WHAT IS NEEDED :: Rewrite the passage on the Dieselgate inquiry between "Christel Schaldemose, MEP" and "conflicts of interests.", inclusive, substituting "monitoring" for "surveillance".

PASSAGE GIVEN ::
◇ ◇ ◇ ◇ ◇

After 12 months and 47 hearings in the Dieselgate inquiry committee, the European Parliament will next week draw the lessons from the scandal.
After 12 months and 47 hearings in the Dieselgate inquiry committee, the European Parliament will next week draw the lessons from the scandal. On Tuesday, Parliament will debate and vote both on reports summarising the inquiry committee’s findings and recommendations, and on the first new EU law to prevent emissions cheating in the future.
The Socialists and Democrats have been pushing to tighten up the approval and surveillance of new cars in response to the Dieselgate scandal. Ahead of next weeks’ crucial vote in plenary the S&D Group is seeking a majority for new amendments tabled this week on a European vehicle surveillance agency and on consumer compensation.
Christel Schaldemose, MEP and S&D negotiator on type approval, said:
"The EMIS committee’s inquiry has clearly highlighted the responsibilities of national authorities and the Commission in the cover up of the car emissions scandal. The S&D Group is therefore pushing for a robust system of approval and surveillance for new vehicles. Drawing on the lessons of the Dieselgate scandal, there is a strong case for the establishment of an independent agency in order to eliminate conflicts of interests.

◇ ◇ ◇ ◇ ◇

Boundary annotation records:
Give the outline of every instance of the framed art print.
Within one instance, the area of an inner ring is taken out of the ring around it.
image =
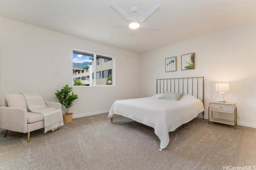
[[[195,69],[195,53],[181,55],[181,70]]]
[[[168,58],[165,59],[165,72],[177,71],[176,57]]]

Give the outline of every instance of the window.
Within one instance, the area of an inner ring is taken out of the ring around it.
[[[109,61],[111,61],[111,60],[110,60],[109,59],[104,59],[104,63],[107,62]]]
[[[96,76],[96,78],[97,78],[97,79],[98,79],[99,78],[100,78],[101,77],[100,77],[100,71],[98,71],[98,72],[97,72],[97,76]]]
[[[112,74],[112,69],[104,70],[102,71],[102,78],[107,78],[108,75]]]
[[[113,56],[74,48],[73,80],[78,78],[78,75],[76,75],[78,73],[84,84],[90,86],[114,85],[114,60]]]

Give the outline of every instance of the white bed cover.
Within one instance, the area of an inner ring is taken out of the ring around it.
[[[162,94],[152,97],[115,101],[108,117],[114,114],[129,117],[152,127],[160,139],[159,150],[170,141],[169,132],[196,117],[204,111],[202,102],[195,97],[185,94],[179,101],[158,99]]]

◇ ◇ ◇ ◇ ◇

TASK OUTPUT ::
Christel Schaldemose, MEP and S&D negotiator on type approval, said:
"The EMIS committee’s inquiry has clearly highlighted the responsibilities of national authorities and the Commission in the cover up of the car emissions scandal. The S&D Group is therefore pushing for a robust system of approval and monitoring for new vehicles. Drawing on the lessons of the Dieselgate scandal, there is a strong case for the establishment of an independent agency in order to eliminate conflicts of interests.